> _TASK TO COMPLETE_
Would you copy out all of the entries below, line for line, without changing a single character?

— Start of RECORDS FOR THE EXERCISE —

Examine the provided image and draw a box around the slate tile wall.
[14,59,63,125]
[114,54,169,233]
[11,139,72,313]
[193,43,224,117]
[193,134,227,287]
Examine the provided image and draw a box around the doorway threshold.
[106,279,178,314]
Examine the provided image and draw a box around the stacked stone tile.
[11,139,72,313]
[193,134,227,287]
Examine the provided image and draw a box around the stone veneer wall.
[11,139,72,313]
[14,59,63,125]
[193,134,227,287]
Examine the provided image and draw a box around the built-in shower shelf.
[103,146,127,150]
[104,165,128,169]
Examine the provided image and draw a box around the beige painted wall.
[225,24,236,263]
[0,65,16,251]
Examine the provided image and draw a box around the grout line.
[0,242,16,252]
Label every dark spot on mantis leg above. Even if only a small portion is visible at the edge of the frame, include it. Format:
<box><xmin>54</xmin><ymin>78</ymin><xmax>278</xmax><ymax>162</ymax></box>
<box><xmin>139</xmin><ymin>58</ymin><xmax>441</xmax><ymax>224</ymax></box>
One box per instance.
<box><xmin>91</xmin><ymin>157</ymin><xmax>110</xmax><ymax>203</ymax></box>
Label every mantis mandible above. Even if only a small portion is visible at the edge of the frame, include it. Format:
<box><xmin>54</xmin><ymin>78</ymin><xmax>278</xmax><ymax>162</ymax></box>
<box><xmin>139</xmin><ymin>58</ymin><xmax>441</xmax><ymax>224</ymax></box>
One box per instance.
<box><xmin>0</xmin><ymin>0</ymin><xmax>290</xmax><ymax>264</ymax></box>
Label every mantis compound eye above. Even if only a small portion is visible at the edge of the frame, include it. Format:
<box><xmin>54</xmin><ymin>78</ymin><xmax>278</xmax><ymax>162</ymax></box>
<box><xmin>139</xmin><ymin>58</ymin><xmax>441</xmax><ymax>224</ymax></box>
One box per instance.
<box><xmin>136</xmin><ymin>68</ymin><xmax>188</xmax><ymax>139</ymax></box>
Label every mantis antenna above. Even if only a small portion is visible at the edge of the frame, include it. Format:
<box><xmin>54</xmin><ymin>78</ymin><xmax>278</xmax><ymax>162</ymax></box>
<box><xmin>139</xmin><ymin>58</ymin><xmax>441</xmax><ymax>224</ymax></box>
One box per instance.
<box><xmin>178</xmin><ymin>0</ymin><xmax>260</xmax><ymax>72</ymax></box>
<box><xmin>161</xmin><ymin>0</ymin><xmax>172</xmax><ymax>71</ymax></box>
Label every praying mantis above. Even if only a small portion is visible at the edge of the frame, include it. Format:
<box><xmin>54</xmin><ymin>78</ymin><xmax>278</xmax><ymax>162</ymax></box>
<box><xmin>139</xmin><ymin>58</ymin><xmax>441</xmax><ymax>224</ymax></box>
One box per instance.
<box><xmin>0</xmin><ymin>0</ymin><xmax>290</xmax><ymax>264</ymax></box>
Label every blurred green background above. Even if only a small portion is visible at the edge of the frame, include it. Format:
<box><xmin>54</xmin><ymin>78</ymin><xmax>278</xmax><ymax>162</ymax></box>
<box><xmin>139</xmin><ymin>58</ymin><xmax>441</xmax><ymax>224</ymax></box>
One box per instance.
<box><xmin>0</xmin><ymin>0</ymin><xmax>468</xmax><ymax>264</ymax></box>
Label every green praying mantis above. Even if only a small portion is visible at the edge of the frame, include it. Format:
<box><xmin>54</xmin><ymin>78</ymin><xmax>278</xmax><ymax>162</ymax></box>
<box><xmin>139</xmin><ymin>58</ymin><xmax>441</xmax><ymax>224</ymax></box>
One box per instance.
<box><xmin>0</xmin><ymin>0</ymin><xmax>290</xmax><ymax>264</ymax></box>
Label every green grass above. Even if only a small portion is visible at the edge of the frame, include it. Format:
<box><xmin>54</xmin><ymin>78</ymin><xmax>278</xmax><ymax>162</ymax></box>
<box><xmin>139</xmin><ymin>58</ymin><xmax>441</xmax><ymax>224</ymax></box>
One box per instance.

— End of RECORDS FOR THE EXERCISE —

> _EXERCISE OUTPUT_
Examine the provided image and draw a box around the slate tile wall.
[14,59,63,125]
[114,54,169,233]
[11,139,72,313]
[193,43,224,117]
[193,134,227,287]
Examine the provided image and draw a box around the doorway threshold.
[106,279,178,314]
Examine the provided image and draw a box around the stacked stone tile.
[11,139,72,313]
[193,134,227,287]
Examine the provided image and draw a box around the stone veneer wall.
[11,139,72,313]
[14,59,63,125]
[193,134,227,287]
Examine the provided image and draw a box around the built-in shower shelf.
[103,146,127,150]
[104,165,128,169]
Examine the provided image and draw a box around the beige painted wall.
[225,24,236,263]
[0,65,16,251]
Examine the provided image and draw a box around the grout line.
[0,242,16,252]
Label every dark spot on mantis leg above. Even if only a small portion is visible at the edge of the frame, include it. Format:
<box><xmin>54</xmin><ymin>78</ymin><xmax>278</xmax><ymax>162</ymax></box>
<box><xmin>139</xmin><ymin>58</ymin><xmax>441</xmax><ymax>224</ymax></box>
One box per instance.
<box><xmin>91</xmin><ymin>157</ymin><xmax>110</xmax><ymax>203</ymax></box>
Label every mantis mandible above. Even if only a small portion is visible at the edge of the frame, include it. Format:
<box><xmin>54</xmin><ymin>78</ymin><xmax>278</xmax><ymax>162</ymax></box>
<box><xmin>139</xmin><ymin>58</ymin><xmax>441</xmax><ymax>224</ymax></box>
One box per instance.
<box><xmin>0</xmin><ymin>0</ymin><xmax>290</xmax><ymax>264</ymax></box>
Label every mantis compound eye above. Even if only a small portion is visible at the edge of the frame, include it. Format:
<box><xmin>54</xmin><ymin>78</ymin><xmax>278</xmax><ymax>162</ymax></box>
<box><xmin>139</xmin><ymin>58</ymin><xmax>441</xmax><ymax>224</ymax></box>
One box per instance.
<box><xmin>136</xmin><ymin>68</ymin><xmax>188</xmax><ymax>139</ymax></box>
Label every mantis antenna above. Even if only a small portion is visible at the edge of the frame, include it. Format:
<box><xmin>54</xmin><ymin>78</ymin><xmax>278</xmax><ymax>162</ymax></box>
<box><xmin>139</xmin><ymin>58</ymin><xmax>441</xmax><ymax>224</ymax></box>
One box per instance.
<box><xmin>178</xmin><ymin>0</ymin><xmax>260</xmax><ymax>72</ymax></box>
<box><xmin>161</xmin><ymin>0</ymin><xmax>172</xmax><ymax>71</ymax></box>
Label every praying mantis above. Even if only a small portion is visible at the edge of the frame, include it. Format:
<box><xmin>54</xmin><ymin>78</ymin><xmax>278</xmax><ymax>162</ymax></box>
<box><xmin>139</xmin><ymin>58</ymin><xmax>441</xmax><ymax>224</ymax></box>
One box per instance.
<box><xmin>0</xmin><ymin>0</ymin><xmax>290</xmax><ymax>264</ymax></box>
Label every blurred green background above. Even if only a small portion is visible at the edge of the frame, include it. Format:
<box><xmin>54</xmin><ymin>78</ymin><xmax>278</xmax><ymax>162</ymax></box>
<box><xmin>139</xmin><ymin>58</ymin><xmax>441</xmax><ymax>224</ymax></box>
One box per instance.
<box><xmin>0</xmin><ymin>0</ymin><xmax>468</xmax><ymax>264</ymax></box>
Label every green praying mantis above. Even if only a small portion is visible at the edge of the frame, include it. Format:
<box><xmin>54</xmin><ymin>78</ymin><xmax>278</xmax><ymax>162</ymax></box>
<box><xmin>139</xmin><ymin>58</ymin><xmax>441</xmax><ymax>224</ymax></box>
One box per instance.
<box><xmin>0</xmin><ymin>0</ymin><xmax>290</xmax><ymax>264</ymax></box>
Label every green grass above. Even if only a small portion is visible at the edge of the frame, include it. Format:
<box><xmin>54</xmin><ymin>78</ymin><xmax>278</xmax><ymax>162</ymax></box>
<box><xmin>139</xmin><ymin>58</ymin><xmax>441</xmax><ymax>224</ymax></box>
One box per instance.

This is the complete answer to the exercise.